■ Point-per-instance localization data
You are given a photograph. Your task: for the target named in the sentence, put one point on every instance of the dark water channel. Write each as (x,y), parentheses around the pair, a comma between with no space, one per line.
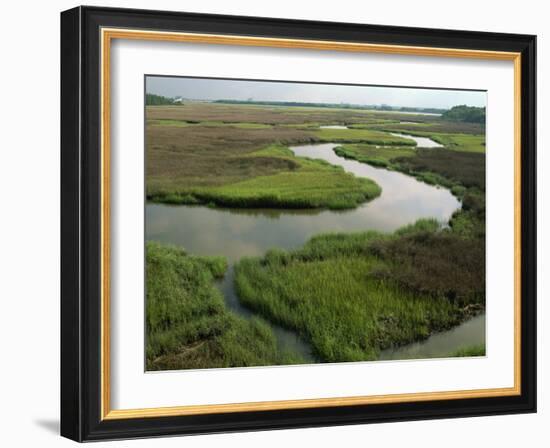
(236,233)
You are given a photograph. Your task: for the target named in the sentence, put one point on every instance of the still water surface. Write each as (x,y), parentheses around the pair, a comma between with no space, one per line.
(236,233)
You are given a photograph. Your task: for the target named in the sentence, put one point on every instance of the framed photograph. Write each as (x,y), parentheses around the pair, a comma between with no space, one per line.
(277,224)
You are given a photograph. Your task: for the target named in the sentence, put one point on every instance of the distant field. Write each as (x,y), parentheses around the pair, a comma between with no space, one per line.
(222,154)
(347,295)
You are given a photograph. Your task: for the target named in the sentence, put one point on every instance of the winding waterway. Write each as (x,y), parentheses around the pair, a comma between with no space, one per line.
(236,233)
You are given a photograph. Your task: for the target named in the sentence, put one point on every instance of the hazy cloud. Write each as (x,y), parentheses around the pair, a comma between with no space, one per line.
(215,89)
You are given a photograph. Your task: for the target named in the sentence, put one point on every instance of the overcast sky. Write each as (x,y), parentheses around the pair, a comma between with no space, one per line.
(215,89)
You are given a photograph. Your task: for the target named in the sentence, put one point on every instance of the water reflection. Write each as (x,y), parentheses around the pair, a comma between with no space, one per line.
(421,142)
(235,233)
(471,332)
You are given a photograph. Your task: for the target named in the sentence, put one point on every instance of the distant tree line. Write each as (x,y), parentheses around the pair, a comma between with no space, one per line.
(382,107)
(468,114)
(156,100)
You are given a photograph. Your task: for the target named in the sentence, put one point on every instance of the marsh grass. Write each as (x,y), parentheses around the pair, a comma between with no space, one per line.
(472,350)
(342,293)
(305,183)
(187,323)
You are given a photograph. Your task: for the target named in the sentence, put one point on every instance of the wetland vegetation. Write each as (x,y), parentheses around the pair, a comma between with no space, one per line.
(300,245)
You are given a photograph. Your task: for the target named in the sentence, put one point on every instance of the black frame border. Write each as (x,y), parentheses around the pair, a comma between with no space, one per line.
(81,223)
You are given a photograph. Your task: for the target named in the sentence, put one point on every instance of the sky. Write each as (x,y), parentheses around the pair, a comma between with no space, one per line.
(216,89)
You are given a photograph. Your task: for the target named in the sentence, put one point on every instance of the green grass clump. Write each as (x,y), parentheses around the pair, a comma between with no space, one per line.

* * *

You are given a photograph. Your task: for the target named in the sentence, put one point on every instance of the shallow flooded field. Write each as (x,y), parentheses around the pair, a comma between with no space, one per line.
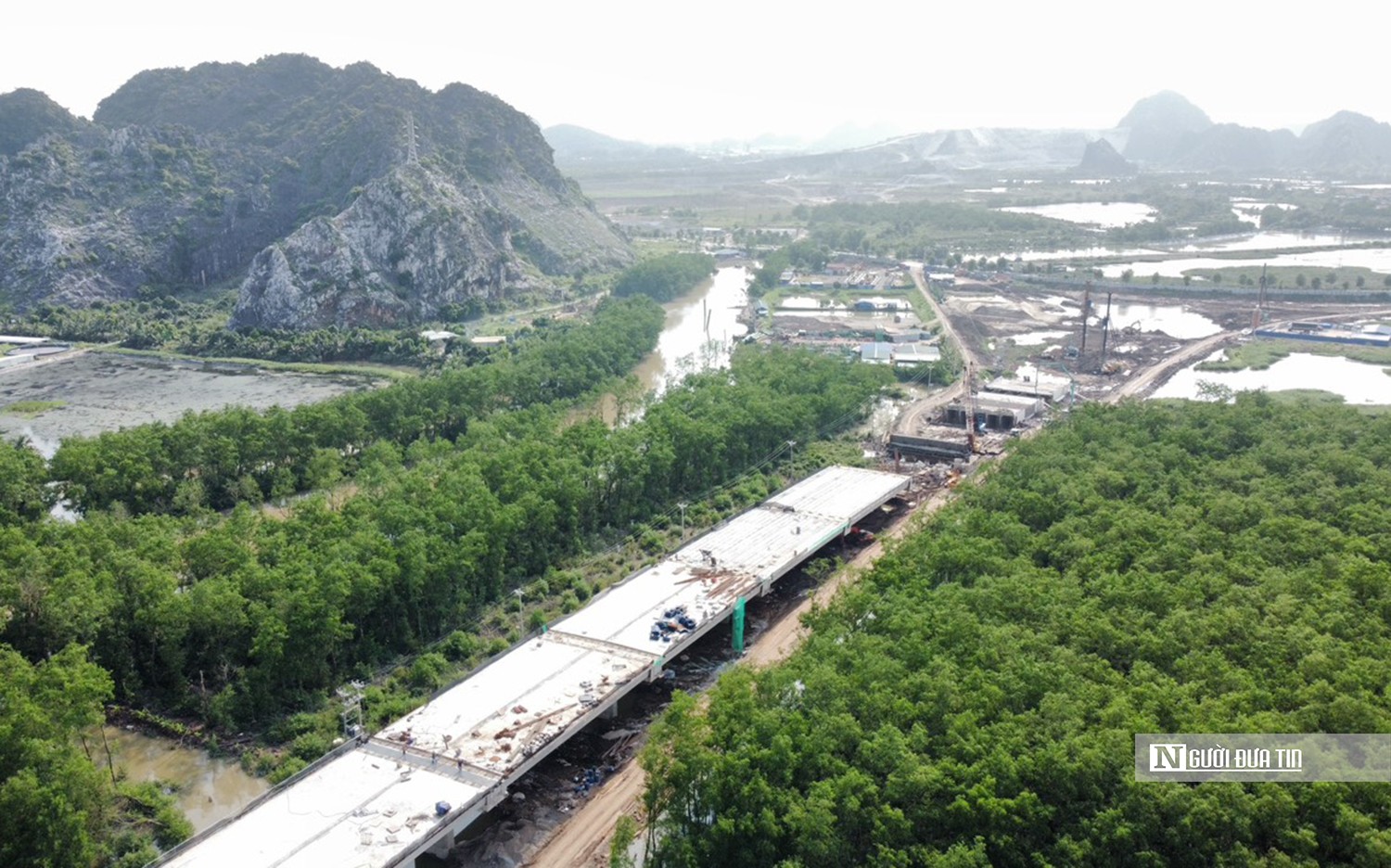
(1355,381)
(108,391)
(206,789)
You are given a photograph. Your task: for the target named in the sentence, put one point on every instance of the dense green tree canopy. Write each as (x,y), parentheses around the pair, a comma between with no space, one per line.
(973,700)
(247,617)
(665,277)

==

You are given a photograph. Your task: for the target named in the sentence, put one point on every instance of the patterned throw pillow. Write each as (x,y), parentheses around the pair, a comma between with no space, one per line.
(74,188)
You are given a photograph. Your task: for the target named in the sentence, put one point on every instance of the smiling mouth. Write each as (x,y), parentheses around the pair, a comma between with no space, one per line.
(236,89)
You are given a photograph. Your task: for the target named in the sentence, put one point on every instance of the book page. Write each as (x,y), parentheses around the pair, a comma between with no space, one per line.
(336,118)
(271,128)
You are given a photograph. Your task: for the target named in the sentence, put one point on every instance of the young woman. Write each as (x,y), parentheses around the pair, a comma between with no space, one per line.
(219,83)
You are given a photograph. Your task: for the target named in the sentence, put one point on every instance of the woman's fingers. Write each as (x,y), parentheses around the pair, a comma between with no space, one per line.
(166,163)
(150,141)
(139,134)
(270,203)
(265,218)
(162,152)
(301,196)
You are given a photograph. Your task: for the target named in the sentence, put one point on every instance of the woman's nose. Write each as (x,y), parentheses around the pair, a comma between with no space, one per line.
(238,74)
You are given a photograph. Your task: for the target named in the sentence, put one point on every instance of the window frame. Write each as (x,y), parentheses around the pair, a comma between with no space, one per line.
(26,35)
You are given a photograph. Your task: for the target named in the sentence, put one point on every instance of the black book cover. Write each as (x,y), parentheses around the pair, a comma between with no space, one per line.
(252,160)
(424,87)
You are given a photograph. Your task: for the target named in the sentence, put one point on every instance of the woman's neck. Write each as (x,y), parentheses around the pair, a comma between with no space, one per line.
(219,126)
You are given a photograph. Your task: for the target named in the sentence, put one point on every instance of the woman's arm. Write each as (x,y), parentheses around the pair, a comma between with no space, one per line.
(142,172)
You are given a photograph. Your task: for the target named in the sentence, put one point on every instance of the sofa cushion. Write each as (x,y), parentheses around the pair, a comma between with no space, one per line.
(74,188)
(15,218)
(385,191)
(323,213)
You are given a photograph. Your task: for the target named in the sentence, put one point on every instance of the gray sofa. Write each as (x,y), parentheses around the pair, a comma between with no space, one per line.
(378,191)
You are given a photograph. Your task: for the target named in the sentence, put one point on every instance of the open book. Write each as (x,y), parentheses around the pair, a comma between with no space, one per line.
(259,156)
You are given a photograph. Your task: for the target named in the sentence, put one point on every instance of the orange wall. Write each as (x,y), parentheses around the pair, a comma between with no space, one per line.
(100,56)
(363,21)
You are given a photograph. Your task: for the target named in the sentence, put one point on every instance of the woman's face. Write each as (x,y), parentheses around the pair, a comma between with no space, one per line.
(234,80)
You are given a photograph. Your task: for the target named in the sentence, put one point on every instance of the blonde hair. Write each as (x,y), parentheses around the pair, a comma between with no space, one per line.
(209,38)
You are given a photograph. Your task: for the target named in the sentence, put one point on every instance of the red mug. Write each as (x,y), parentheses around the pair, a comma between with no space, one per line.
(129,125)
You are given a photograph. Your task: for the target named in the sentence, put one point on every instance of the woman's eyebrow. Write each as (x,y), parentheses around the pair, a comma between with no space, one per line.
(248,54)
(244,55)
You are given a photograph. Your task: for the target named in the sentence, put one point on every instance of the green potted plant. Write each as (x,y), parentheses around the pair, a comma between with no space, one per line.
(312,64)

■ TASK TO COMPLETE
The required answer is the exact run of lines above starting at the line with "the distant tree" and ending at the line with "the green grass", with both ends present.

■ TASK SOLUTION
You are given a photograph. Your task: for the target named in the sentence, put one point on every instance of the distant tree line. Write each as (x,y), parentheses around the pair, a comma between with no space, one per line.
(382,107)
(468,114)
(156,100)
You are given a photograph. Your task: for the target named in the sentence, put one point on every instance of the marsh grass. Write each as (x,y), parentheses around the pair, a comma between with no space, one per line.
(472,350)
(342,293)
(305,183)
(187,323)
You are given a photograph. Your task: for the target named in the sentence, put one point on every instance of the wetland vegetation. Write each as (x,y), parentheses around the pair, a comma between with no space, one per line.
(300,245)
You are given a photograph. Your task: for the target named in the sentence, put one point on every instance of the black frame border. Write each as (x,y), parentheses around the pair, a comma between with no space, one per line.
(81,223)
You are given a photograph. Your task: for the target named in the sentence, put one point on every instance of the sky. Write each as (x,y), parentheses around the pair, a comma between with no space, one per line.
(216,89)
You are given a photograph. Your task: for the target named in the sentence, put one point on every instance of the green grass clump. Write each as (x,y), parentheses around the pair, a comma between with no space, one per line.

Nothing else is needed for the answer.